(Task requirements) Could you print all the entries exactly?

(Supplied material)
<<<<

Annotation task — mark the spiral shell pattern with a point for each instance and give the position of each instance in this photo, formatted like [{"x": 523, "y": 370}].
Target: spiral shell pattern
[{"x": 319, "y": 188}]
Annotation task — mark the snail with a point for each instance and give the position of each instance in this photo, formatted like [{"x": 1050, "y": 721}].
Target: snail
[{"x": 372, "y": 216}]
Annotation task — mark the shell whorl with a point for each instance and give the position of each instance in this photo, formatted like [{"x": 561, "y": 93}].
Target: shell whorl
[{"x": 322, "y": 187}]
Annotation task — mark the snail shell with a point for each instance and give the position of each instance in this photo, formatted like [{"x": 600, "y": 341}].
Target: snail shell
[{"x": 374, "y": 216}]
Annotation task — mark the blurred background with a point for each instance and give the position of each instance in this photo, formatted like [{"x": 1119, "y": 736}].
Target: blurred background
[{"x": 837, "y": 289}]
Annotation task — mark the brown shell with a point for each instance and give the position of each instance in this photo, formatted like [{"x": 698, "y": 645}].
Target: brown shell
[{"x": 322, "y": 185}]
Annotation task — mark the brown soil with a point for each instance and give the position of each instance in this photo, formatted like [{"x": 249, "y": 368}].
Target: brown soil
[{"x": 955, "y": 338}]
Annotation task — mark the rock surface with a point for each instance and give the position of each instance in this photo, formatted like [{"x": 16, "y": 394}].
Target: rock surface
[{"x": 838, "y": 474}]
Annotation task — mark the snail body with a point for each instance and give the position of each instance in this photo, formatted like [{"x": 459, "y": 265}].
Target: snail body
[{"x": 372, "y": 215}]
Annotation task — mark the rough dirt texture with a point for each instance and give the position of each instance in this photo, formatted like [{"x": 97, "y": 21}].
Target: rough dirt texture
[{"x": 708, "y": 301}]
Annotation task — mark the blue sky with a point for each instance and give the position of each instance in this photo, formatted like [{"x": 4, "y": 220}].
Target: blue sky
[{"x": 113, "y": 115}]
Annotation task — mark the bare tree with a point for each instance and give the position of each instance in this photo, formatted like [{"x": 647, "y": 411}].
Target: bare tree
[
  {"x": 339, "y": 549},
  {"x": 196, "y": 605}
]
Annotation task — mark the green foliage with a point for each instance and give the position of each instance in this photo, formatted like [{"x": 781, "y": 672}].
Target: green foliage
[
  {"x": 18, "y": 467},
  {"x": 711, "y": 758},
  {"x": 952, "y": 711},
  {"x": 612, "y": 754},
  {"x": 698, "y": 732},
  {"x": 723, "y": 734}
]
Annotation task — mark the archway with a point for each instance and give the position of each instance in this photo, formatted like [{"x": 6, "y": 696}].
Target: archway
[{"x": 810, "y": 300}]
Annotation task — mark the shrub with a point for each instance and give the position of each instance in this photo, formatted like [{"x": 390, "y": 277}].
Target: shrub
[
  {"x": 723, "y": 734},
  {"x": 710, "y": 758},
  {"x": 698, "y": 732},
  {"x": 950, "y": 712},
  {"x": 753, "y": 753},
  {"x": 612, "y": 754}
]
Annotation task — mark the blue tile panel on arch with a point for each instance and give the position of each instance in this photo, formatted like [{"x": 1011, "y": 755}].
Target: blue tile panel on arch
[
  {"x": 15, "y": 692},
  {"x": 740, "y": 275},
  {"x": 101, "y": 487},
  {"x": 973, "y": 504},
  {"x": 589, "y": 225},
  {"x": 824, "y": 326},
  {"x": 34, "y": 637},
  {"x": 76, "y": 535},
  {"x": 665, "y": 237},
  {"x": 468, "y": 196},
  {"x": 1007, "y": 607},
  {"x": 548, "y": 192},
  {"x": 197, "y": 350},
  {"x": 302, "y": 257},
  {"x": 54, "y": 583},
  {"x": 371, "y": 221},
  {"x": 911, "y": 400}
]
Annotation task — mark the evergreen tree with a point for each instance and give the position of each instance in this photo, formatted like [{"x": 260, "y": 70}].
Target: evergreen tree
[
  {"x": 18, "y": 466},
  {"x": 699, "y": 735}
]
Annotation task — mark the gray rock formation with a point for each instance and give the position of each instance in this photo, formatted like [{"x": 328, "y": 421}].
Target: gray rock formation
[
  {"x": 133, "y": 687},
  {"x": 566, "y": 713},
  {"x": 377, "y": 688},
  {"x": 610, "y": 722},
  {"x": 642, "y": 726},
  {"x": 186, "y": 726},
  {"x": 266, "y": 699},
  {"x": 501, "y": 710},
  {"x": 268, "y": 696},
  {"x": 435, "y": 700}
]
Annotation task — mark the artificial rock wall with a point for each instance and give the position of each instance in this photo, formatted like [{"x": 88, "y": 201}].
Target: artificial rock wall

>>>>

(Answer to the problem)
Annotation task — mark the spiral shell pattern with a point for each instance and give the position of each instance in this photo, formatted like [{"x": 523, "y": 370}].
Target: spiral shell pattern
[{"x": 319, "y": 188}]
Annotation task — mark the snail with a point for each instance and give the position of each instance in this photo, formatted like [{"x": 1050, "y": 721}].
Target: snail
[{"x": 372, "y": 216}]
Annotation task — mark the shell whorl with a point for each instance and give the position of each instance in this photo, formatted like [{"x": 561, "y": 93}].
Target: shell whorl
[{"x": 322, "y": 187}]
Annotation task — mark the snail shell with a point for each instance and give the position of each instance in this photo, formatted like [{"x": 600, "y": 341}].
Target: snail shell
[{"x": 374, "y": 216}]
Annotation task — mark the blurred background with a point for each instance and give the position of each instance in this photo, formatted like [{"x": 1119, "y": 736}].
Target: blurred background
[{"x": 837, "y": 289}]
Annotation task — mark the brown shell with a point for each instance and give the position of each instance in this photo, formatted like [{"x": 698, "y": 645}].
Target: brown shell
[{"x": 322, "y": 185}]
Annotation task — mark the brown soil with a point for each instance and give the position of each instance in this photo, formatted like [{"x": 249, "y": 368}].
Target: brown soil
[{"x": 955, "y": 338}]
Annotation task — mark the rock surface with a point for each instance and give the position of each instance in this photo, formatted like [{"x": 16, "y": 394}].
Target: rock surface
[{"x": 838, "y": 474}]
Annotation task — mark the snail body with a point for each instance and give the position of each instance in this photo, formatted like [{"x": 459, "y": 265}].
Target: snail body
[{"x": 372, "y": 215}]
Annotation task — mark the rough dirt texture with a point for each instance and give the position of each instance in this photo, formatted like [{"x": 97, "y": 21}].
Target: rough dirt texture
[{"x": 708, "y": 301}]
Annotation task — mark the blue sky with a point for each instance and give the position of each instance in this photo, formatted like [{"x": 4, "y": 220}].
Target: blue sky
[{"x": 113, "y": 115}]
Annotation task — mark the bare tree with a point for each instance and give the position of each instance in this photo, formatted like [{"x": 647, "y": 411}].
Target: bare tree
[
  {"x": 339, "y": 549},
  {"x": 196, "y": 605}
]
Annotation task — mark the green foliage with a point for each instance and give the position of each instance in this photo, formatted like [{"x": 781, "y": 672}].
Target: green foliage
[
  {"x": 18, "y": 467},
  {"x": 711, "y": 758},
  {"x": 952, "y": 711},
  {"x": 612, "y": 754},
  {"x": 698, "y": 732},
  {"x": 723, "y": 734}
]
Annotation task — mark the archway with a point for each instance and give the position of each instance in this photo, formatted like [{"x": 6, "y": 696}].
Target: archway
[{"x": 810, "y": 300}]
Annotation task — mark the shrub with a point for each instance and give the position of each instance in this photo, formatted like [{"x": 390, "y": 277}].
Target: shrub
[
  {"x": 723, "y": 734},
  {"x": 710, "y": 758},
  {"x": 698, "y": 732},
  {"x": 950, "y": 712},
  {"x": 753, "y": 753},
  {"x": 612, "y": 754}
]
Annotation task — mark the blue tile panel on arch with a point for each instance and give the position of each instance in this photo, formatted like [{"x": 1011, "y": 755}].
Target: blue tile panel on arch
[
  {"x": 15, "y": 692},
  {"x": 740, "y": 275},
  {"x": 101, "y": 487},
  {"x": 973, "y": 504},
  {"x": 589, "y": 225},
  {"x": 824, "y": 326},
  {"x": 34, "y": 637},
  {"x": 76, "y": 535},
  {"x": 665, "y": 237},
  {"x": 468, "y": 196},
  {"x": 1007, "y": 607},
  {"x": 548, "y": 192},
  {"x": 197, "y": 350},
  {"x": 302, "y": 257},
  {"x": 54, "y": 583},
  {"x": 371, "y": 221},
  {"x": 911, "y": 400}
]
Annotation task — mark the evergreen tree with a point for each instance and give the position of each instance in this photo, formatted like [{"x": 260, "y": 70}].
Target: evergreen tree
[
  {"x": 18, "y": 466},
  {"x": 699, "y": 735}
]
Annotation task — mark the gray rock formation with a point for each instance and give the position of each instance in this photo, formatted like [{"x": 328, "y": 421}].
Target: gray rock formation
[
  {"x": 133, "y": 687},
  {"x": 566, "y": 713},
  {"x": 377, "y": 688},
  {"x": 610, "y": 722},
  {"x": 642, "y": 726},
  {"x": 186, "y": 726},
  {"x": 266, "y": 699},
  {"x": 501, "y": 710},
  {"x": 268, "y": 696},
  {"x": 435, "y": 700}
]
Annotation task — mark the artificial rock wall with a point for each instance and give the position of each instance in this photo, formatted like [{"x": 88, "y": 201}].
Target: artificial rock wall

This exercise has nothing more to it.